# Import libraries

In [1]:
import pandas as pd
import numpy as np
import warnings
warnings.filterwarnings('ignore')

# Accessing Activity-Zone Mapping Information

In [2]:
activities = pd.read_excel('Aras-Information.xlsx', sheet_name='Activity-Info')

activity_zone_map = dict()
for i in range(len(activities)):
    activity_zone_map[int(activities["Activity ID"][i])] = int(activities["Zone ID"][i])

# Constants

In [3]:
NUM_DAYS = 30
NUM_ACTIVITIES = len(activities)

# Dataset Processing Function (BIoTA)

In [4]:
def dataset_processing_biota(house, filename_processed_dataset):
    processed_dataset = pd.DataFrame()

    for day in range(1, NUM_DAYS + 1):
        records = []

        # Imprtaing Datasets
        raw_filename = 'raw/house-' + house +'/DAY-' + str(day) + '.txt'
        raw_dataframe =  pd.read_csv(str(raw_filename), header=None, sep = ' ').iloc[:, -2:]    

        # Establishing Column Names to Make it Easier to Work with
        raw_dataframe.columns = ['Occ-1','Occ-2']

        occ_1_activities = raw_dataframe['Occ-1'].to_list()
        occ_2_activities = raw_dataframe['Occ-2'].to_list()

        for i in range(0, len(occ_1_activities), 60):
            zone_occupant = [0, 0, 0, 0, 0]
            occ_1_activity_id = occ_1_activities[i]
            occ_2_activity_id = occ_2_activities[i]
            occ_1_zone_id = activity_zone_map[occ_1_activity_id]
            occ_2_zone_id = activity_zone_map[occ_2_activity_id]
            zone_occupant[occ_1_zone_id] += 1
            zone_occupant[occ_2_zone_id] += 1

            records.append([day, int(i/60), zone_occupant[0], zone_occupant[1], zone_occupant[2], zone_occupant[3], zone_occupant[4]])

        processed_dataset = processed_dataset.append(pd.DataFrame(columns = ['Day', 'Minute', 'Outdoor (Zone - 0) Occupant', 'Bedroom (Zone - 1) Occupant', 'Livingroom (Zone - 2) Occupant', 'Kitchen (Zone - 3) Occupant', 'Bathroom (Zone - 4) Occupant'], data = records))
    processed_dataset = processed_dataset.reset_index(drop = True)

    processed_dataset.to_csv(filename_processed_dataset, index = False)

# Saving Processed Datasets

In [5]:
dataset_processing_biota('A', 'processed/Processed-Dataframe_House-A_BIoTA.csv')

= Stored rows =

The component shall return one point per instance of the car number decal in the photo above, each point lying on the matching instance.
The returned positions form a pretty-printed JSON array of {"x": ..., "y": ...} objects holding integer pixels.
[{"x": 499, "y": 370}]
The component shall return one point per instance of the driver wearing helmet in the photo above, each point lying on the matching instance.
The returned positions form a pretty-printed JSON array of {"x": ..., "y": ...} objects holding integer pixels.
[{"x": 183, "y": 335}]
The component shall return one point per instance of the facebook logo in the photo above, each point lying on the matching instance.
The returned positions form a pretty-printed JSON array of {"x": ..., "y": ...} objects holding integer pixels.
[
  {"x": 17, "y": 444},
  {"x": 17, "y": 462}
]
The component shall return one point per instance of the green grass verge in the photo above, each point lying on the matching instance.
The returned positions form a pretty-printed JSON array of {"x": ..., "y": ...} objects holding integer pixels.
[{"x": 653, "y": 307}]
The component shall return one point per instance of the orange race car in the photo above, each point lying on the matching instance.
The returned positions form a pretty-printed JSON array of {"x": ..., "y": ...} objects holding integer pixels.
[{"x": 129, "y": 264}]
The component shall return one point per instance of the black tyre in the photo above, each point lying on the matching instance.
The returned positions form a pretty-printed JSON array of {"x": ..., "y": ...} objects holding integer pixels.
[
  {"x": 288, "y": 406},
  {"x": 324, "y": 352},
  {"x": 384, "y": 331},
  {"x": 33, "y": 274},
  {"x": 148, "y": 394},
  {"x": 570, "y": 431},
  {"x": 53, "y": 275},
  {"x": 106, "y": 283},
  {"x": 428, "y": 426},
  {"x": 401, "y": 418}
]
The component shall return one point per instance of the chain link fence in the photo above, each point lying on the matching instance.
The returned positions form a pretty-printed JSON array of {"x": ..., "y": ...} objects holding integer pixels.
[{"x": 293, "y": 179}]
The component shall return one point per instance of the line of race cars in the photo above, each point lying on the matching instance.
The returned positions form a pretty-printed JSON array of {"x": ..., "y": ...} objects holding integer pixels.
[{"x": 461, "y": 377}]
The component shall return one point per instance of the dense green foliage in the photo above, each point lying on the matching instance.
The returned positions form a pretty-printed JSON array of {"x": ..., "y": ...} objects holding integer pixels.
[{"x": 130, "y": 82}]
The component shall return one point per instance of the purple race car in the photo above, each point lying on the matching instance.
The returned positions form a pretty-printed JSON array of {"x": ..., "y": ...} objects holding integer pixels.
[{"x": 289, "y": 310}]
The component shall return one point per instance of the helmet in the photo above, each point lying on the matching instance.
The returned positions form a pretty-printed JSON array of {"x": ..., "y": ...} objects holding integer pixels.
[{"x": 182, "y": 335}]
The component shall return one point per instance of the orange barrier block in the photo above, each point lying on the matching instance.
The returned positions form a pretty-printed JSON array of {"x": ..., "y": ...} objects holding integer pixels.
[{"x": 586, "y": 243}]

= Problems and tasks =
a) Answer these questions about the data-processing notebook:
(i) What number is assigned to NUM_DAYS?
(ii) Which sheet of the Excel file is read to build the activity-zone mapping?
(iii) To what file path is the processed dataset for house A saved?
b) Write the next part of the data-processing notebook, picking up after its final cell.

= Written responses =
a)
(i) 30
(ii) Activity-Info
(iii) processed/Processed-Dataframe_House-A_BIoTA.csv

b)
dataset_processing_biota('B', 'processed/Processed-Dataframe_House-B_BIoTA.csv')

# Dataset Processing Function (SHATTER)

In [6]:
def dataset_processing_shatter(house, filename_processed_dataset):
    dataset = pd.DataFrame(columns = ['Day', 'Minute', 'Occupant-1 Activity', 'Occupant-2 Activity'])

    for day in range(1, NUM_DAYS + 1):
        records = []
        
        # Imprtaing Datasets
        raw_filename = 'raw/house-' + house +'/DAY-' + str(day) + '.txt'
        raw_dataframe =  pd.read_csv(str(raw_filename), header=None, sep = ' ').iloc[:, -2:]  

        # Establishing Column Names to Make it Easier to Work with
        raw_dataframe.columns = ['Occ-1','Occ-2']

        occ_1_activities = raw_dataframe['Occ-1'].to_list()
        occ_2_activities = raw_dataframe['Occ-2'].to_list()

        for i in range(0, len(occ_1_activities), 60):
            occ_1_activity_id = occ_1_activities[i]
            occ_2_activity_id = occ_2_activities[i]

            records.append([day, int(i/60), occ_1_activity_id, occ_2_activity_id])

        dataset = dataset.append(pd.DataFrame(records, columns=dataset.columns), ignore_index=True)
    dataset = dataset.reset_index(drop = True)

    dataset.to_csv(filename_processed_dataset, index = False)

# Saving Processed Datasets

In [7]:
dataset_processing_shatter('A', 'processed/Processed-Dataframe_House-A_SHATTER.csv')
dataset_processing_shatter('B', 'processed/Processed-Dataframe_House-B_SHATTER.csv')